**Job**
Copy the rows below word for word, from the one containing "Q: Identify one point on each instance of the school" through the end of the rows, with both ends included.

**Data rows**

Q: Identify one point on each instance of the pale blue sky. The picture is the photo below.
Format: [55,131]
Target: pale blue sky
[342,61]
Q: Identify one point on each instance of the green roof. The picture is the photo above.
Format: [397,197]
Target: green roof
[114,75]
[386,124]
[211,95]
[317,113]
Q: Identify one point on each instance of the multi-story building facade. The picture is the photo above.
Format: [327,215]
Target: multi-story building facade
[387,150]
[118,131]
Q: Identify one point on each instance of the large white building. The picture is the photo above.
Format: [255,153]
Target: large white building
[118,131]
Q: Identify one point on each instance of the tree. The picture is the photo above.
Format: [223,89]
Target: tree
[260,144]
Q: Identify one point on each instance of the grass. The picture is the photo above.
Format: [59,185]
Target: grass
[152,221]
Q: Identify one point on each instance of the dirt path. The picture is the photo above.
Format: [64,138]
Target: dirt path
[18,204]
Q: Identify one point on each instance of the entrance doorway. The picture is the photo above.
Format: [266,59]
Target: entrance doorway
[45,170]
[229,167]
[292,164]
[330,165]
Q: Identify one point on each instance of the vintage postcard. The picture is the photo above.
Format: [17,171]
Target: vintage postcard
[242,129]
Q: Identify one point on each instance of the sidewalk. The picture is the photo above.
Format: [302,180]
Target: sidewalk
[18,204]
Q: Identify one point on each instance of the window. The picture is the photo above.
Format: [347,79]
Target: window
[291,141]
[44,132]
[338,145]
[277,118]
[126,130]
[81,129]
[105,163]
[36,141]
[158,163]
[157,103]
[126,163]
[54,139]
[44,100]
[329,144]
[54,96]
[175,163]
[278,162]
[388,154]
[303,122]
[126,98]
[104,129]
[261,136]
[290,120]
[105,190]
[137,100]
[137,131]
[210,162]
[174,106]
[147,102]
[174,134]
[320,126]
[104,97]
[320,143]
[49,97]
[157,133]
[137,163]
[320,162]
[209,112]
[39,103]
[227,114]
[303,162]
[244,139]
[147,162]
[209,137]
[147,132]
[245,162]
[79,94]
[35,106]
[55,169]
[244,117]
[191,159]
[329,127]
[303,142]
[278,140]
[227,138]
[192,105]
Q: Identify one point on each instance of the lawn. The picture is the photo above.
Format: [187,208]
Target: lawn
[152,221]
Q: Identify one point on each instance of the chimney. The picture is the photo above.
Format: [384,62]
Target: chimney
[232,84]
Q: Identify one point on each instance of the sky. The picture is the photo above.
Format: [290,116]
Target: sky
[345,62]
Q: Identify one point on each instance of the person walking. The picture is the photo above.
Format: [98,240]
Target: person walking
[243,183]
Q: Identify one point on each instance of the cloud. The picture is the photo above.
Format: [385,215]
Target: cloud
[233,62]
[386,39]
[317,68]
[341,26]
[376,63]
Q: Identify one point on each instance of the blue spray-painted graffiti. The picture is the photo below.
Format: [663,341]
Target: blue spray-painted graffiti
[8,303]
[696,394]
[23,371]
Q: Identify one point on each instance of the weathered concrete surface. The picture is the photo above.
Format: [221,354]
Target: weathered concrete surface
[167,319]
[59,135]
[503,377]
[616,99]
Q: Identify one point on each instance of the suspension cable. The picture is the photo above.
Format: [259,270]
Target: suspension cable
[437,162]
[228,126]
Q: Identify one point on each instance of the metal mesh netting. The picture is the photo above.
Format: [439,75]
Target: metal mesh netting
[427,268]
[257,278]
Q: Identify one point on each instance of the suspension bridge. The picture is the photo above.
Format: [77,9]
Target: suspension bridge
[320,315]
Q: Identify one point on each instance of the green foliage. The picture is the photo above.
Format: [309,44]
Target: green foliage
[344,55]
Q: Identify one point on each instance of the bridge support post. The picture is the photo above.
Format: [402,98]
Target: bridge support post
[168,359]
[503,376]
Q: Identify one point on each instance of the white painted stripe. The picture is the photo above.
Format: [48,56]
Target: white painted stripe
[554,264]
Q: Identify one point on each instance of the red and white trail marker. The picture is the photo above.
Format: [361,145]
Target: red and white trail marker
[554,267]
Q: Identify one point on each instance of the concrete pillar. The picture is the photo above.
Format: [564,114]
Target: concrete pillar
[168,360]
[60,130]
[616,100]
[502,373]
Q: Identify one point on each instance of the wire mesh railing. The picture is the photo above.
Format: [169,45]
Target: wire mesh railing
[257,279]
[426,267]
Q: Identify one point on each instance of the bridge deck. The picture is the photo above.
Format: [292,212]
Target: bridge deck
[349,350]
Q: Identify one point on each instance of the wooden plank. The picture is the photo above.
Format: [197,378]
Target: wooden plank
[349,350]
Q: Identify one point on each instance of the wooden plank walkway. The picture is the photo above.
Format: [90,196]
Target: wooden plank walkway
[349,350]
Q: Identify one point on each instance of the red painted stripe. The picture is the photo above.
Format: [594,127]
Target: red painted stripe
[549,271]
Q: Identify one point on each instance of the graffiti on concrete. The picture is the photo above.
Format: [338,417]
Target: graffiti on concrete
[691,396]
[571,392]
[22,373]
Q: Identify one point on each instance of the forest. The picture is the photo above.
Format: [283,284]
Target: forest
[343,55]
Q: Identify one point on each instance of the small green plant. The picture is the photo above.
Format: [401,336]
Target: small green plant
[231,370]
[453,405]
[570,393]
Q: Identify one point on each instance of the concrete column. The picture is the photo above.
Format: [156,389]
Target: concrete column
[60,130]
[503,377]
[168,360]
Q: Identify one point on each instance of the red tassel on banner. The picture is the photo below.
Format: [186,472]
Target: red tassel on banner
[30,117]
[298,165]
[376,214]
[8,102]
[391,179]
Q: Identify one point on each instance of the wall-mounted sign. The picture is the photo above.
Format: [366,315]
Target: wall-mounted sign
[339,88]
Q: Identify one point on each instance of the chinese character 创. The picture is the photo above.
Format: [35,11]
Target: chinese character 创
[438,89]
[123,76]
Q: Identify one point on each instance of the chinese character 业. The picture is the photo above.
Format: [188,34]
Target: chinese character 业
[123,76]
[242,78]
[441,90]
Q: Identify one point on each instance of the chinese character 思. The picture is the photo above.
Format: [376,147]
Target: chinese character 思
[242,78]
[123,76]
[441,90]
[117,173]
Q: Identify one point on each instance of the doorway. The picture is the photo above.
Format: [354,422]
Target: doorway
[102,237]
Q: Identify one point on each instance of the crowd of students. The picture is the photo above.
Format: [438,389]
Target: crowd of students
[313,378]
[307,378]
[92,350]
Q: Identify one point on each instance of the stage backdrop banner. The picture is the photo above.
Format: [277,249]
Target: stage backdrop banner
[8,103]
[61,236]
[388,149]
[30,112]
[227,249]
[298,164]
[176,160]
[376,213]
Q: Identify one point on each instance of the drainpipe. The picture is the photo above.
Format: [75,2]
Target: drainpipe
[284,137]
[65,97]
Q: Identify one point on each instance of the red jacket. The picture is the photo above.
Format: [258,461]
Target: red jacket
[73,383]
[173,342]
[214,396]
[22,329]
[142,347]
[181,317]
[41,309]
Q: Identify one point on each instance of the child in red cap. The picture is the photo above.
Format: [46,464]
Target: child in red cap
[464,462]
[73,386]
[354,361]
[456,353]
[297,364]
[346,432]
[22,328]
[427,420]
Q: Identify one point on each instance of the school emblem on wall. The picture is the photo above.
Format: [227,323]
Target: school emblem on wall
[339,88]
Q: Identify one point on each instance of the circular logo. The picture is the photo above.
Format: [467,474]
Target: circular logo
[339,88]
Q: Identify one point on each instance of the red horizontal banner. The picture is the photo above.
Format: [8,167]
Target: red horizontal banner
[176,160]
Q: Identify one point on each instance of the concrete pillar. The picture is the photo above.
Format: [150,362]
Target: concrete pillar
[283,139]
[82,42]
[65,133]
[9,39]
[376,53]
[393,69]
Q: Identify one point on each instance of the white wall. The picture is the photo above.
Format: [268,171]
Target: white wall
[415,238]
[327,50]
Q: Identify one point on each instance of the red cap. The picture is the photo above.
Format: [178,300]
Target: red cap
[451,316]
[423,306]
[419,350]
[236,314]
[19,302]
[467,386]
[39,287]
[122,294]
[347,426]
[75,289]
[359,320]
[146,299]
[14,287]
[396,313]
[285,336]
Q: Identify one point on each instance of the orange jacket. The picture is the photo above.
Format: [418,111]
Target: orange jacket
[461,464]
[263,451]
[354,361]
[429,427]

**Task response**
Q: Identify one point on each instance of the school emblem on wall. The picture is the photo above.
Format: [227,323]
Target: school emblem on wall
[339,88]
Q: Identify one point on each instance of the circular logo. The picture is the photo above.
Format: [467,474]
Target: circular logo
[339,88]
Q: Identify one point on each instance of the red horizontal banner. The picture is the photo above.
Format: [8,167]
Target: red horizontal banner
[176,160]
Q: Identify one point on each instance of the concrete pillar. The picture is the photo above.
Format: [150,362]
Target: concrete pillar
[283,139]
[82,42]
[65,133]
[9,39]
[376,53]
[393,69]
Q: Identify one point on each instance of the white wall. The picture is the photo above.
Format: [268,171]
Target: white wall
[415,238]
[327,50]
Q: Identify one point on each instance of the red cap. The picture is the photo above.
Format: [178,300]
Target: red cap
[451,316]
[423,306]
[419,350]
[236,314]
[19,302]
[467,386]
[39,287]
[122,294]
[347,426]
[75,289]
[359,320]
[146,299]
[14,287]
[396,313]
[285,336]
Q: Identify one point on each instance of the orange jacket. The picture is the photo above.
Format: [418,111]
Target: orange jacket
[461,464]
[263,451]
[354,361]
[429,427]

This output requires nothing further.